Activity: The required output is the exact run of lines below that opens at the line with "The arched window" and closes at the line with "The decorated bare".

==== Provided data ====

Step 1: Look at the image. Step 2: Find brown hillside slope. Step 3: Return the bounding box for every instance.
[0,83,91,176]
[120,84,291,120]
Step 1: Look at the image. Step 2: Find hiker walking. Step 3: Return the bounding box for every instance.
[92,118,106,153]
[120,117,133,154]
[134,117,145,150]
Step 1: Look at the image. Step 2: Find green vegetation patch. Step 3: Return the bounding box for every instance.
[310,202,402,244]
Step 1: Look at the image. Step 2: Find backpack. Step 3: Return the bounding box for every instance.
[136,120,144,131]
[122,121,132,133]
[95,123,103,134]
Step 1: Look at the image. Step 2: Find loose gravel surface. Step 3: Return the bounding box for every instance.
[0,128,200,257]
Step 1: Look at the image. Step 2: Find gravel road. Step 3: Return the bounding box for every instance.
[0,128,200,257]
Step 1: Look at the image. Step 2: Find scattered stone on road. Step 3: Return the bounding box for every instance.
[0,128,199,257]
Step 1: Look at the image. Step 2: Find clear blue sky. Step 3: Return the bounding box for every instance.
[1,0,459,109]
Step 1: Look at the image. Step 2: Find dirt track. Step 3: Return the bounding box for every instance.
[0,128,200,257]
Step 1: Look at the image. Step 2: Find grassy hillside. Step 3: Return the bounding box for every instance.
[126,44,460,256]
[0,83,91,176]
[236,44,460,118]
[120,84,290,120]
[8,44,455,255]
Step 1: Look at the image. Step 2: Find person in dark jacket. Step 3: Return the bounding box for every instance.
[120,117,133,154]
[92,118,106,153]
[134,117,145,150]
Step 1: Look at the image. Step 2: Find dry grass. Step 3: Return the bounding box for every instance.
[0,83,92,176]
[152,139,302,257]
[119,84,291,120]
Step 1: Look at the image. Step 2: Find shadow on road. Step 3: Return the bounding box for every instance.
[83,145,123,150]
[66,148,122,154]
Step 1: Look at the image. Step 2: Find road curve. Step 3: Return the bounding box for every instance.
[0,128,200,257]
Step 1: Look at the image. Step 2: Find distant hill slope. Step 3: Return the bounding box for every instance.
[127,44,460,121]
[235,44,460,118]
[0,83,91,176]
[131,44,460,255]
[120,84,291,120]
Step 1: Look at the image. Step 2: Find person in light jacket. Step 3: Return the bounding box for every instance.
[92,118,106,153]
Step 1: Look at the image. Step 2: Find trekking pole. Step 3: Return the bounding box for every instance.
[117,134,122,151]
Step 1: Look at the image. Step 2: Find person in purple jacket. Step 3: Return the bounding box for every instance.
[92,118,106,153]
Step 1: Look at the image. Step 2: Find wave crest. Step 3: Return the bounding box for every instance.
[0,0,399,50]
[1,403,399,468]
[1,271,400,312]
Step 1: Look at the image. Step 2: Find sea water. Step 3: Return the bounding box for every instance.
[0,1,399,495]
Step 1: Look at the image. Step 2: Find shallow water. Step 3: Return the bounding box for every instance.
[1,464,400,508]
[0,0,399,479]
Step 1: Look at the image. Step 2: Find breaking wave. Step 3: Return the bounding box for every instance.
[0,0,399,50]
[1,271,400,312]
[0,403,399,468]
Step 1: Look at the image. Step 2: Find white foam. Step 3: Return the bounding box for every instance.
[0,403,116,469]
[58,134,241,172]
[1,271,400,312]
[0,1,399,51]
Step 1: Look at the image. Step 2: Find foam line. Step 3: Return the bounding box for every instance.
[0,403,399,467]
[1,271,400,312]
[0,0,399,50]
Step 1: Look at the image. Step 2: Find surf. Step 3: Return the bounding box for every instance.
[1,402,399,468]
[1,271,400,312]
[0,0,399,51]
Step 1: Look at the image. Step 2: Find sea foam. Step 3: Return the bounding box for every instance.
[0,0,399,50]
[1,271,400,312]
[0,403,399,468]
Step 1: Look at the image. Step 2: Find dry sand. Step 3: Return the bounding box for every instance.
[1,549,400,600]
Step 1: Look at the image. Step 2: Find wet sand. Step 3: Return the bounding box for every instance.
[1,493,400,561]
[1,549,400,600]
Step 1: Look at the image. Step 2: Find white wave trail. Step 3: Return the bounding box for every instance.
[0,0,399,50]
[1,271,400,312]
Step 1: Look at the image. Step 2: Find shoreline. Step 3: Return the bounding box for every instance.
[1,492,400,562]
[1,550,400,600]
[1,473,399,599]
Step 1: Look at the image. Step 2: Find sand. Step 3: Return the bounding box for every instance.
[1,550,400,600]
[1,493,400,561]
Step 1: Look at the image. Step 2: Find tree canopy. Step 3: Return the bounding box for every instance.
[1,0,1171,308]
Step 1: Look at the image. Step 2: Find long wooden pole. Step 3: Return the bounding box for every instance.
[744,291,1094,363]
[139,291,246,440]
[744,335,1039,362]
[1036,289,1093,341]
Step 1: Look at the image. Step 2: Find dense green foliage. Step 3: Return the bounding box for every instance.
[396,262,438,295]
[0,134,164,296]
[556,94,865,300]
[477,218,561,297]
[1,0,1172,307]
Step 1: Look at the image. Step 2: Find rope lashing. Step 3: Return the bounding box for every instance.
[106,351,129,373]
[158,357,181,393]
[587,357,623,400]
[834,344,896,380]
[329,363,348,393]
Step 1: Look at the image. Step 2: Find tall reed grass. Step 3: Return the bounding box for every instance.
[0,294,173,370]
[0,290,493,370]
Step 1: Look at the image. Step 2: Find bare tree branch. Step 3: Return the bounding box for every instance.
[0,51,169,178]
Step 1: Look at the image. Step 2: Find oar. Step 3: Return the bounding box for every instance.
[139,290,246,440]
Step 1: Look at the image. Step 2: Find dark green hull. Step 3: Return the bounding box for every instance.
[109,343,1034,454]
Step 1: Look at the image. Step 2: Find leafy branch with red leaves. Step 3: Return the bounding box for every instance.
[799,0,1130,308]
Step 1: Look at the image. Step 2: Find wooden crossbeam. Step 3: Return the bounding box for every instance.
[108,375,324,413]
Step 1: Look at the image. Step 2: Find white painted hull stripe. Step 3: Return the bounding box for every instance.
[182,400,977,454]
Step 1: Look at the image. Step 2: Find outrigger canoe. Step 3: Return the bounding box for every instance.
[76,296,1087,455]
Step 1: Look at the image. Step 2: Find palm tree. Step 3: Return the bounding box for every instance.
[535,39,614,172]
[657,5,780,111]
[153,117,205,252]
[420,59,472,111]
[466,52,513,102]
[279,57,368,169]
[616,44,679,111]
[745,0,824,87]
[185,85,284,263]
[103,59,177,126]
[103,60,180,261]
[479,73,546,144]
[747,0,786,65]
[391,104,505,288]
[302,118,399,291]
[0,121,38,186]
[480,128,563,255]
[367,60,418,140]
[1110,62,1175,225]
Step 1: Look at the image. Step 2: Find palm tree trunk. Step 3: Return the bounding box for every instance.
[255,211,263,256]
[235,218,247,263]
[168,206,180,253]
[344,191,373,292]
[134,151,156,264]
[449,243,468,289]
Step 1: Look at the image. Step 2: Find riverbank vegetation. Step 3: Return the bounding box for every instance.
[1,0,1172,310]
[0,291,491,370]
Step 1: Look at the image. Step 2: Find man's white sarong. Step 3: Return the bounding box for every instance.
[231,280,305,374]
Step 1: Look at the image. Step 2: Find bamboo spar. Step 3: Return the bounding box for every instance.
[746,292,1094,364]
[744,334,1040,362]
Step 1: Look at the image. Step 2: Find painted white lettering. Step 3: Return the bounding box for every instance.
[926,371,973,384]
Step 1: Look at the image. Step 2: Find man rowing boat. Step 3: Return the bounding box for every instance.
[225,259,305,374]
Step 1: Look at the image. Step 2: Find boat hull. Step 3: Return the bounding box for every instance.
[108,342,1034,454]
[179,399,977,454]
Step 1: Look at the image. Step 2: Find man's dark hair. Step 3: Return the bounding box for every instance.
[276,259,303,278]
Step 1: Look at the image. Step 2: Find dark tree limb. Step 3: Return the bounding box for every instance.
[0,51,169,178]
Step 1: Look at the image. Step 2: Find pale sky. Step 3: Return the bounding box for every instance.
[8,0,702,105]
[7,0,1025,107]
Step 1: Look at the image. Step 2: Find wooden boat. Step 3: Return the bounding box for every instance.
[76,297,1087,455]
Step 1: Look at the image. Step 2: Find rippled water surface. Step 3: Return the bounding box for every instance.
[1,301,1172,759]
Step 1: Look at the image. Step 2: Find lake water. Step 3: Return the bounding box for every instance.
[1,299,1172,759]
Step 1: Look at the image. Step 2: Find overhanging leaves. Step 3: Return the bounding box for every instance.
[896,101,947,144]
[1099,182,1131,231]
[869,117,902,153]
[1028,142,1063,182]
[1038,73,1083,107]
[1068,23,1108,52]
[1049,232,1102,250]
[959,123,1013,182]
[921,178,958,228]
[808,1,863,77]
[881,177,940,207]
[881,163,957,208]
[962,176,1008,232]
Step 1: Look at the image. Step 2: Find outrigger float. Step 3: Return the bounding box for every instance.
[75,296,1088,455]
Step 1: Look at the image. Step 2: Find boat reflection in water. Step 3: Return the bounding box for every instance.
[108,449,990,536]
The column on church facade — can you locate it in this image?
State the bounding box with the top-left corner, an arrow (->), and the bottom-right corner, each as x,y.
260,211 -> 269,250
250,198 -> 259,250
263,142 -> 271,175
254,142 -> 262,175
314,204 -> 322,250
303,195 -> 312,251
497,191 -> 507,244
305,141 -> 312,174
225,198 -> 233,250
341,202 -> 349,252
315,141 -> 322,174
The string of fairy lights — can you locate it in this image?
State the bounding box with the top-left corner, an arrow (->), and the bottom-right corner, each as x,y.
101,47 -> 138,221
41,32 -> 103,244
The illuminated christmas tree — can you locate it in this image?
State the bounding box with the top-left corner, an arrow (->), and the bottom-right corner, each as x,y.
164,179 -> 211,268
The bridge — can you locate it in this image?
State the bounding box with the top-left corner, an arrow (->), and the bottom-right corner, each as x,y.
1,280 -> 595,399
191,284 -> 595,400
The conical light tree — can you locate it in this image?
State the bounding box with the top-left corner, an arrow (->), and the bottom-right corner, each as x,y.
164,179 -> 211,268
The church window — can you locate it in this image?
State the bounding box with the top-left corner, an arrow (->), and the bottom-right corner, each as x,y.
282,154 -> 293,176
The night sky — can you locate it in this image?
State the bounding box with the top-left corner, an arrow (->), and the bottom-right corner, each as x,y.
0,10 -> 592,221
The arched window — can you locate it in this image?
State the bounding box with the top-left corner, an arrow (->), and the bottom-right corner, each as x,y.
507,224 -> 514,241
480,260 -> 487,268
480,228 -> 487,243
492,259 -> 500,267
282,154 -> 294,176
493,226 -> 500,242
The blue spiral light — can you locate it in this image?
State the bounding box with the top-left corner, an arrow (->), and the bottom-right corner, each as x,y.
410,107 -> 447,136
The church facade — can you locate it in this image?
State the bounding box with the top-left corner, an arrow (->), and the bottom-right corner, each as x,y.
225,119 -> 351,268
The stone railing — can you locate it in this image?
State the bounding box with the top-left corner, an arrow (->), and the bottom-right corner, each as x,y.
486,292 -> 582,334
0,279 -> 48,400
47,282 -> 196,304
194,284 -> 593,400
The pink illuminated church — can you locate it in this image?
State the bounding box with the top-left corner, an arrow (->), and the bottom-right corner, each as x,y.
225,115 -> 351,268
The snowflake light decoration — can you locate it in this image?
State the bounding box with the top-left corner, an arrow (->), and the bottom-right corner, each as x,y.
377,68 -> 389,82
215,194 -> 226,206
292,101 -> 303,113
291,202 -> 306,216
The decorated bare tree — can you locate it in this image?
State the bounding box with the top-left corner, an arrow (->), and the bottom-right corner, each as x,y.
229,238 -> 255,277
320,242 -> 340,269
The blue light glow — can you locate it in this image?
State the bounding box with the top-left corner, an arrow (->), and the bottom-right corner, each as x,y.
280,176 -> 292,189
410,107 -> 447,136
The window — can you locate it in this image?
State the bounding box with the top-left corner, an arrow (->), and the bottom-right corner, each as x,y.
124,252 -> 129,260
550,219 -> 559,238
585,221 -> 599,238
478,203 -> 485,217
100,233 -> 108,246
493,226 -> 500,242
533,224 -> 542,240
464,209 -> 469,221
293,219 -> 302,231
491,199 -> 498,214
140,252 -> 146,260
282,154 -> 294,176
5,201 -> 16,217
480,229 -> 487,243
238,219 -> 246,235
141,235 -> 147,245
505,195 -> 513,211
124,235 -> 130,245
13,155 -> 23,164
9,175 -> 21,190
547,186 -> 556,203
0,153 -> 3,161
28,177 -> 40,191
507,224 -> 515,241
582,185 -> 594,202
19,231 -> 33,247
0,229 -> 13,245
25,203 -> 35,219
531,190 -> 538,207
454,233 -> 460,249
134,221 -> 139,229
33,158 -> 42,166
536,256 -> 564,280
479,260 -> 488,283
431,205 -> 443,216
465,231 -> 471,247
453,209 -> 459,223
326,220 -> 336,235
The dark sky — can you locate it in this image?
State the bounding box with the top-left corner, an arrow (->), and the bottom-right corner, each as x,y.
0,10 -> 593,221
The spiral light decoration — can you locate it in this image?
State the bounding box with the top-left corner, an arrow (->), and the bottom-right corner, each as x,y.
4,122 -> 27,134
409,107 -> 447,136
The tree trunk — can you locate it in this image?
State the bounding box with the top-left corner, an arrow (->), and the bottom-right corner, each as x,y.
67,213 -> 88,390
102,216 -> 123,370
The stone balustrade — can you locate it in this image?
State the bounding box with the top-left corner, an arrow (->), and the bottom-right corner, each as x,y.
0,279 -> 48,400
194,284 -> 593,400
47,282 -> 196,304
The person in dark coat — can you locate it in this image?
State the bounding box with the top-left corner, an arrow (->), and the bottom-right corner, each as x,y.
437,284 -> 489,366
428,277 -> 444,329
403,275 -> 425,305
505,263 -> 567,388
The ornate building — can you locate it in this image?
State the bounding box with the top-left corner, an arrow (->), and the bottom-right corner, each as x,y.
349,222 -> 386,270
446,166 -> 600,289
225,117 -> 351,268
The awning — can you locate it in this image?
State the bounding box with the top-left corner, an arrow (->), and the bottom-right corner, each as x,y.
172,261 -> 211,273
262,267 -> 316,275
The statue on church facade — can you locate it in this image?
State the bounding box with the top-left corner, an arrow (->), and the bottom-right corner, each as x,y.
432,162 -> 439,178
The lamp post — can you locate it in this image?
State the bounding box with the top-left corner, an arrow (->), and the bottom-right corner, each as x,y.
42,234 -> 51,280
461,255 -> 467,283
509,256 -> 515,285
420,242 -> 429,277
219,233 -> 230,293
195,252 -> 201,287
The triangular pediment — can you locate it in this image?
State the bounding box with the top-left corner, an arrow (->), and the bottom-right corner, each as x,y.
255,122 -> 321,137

====

Solution for this task:
The arched window — can you locate it in this image?
State the bounding box with the top-left corner, an arrow (->), and the bottom-right corner, each as x,y.
507,224 -> 514,241
480,260 -> 487,268
480,228 -> 487,243
492,259 -> 500,267
282,154 -> 294,176
493,226 -> 500,242
The blue spiral light — can you locate it in this image?
State the bounding box with the top-left corner, an arrow (->), and the bottom-right corner, each as x,y.
410,107 -> 447,136
The church facade — can you locate it in this image?
State the bounding box with the top-left corner, an arrow (->), and the bottom-right corner, each as x,y.
225,119 -> 351,268
The stone railing — can you locate it in this image?
State the bounding box with the top-left corner, an arrow (->), and the bottom-right corner, each as x,y.
486,292 -> 582,334
0,279 -> 48,400
47,282 -> 196,304
194,284 -> 593,400
The pink illuminated church — can you locate it in this image?
State the bounding box with the top-left corner, an arrow (->), and the bottom-right corner, each as x,y.
225,115 -> 351,268
The snowflake light decoration — can you locate it in this image?
State the bounding box with the top-left corner, an arrow (->), and the bottom-right corner, each as x,y.
377,68 -> 389,82
215,194 -> 226,206
292,101 -> 303,113
291,202 -> 306,216
The decorated bare tree — can you locate it in this image?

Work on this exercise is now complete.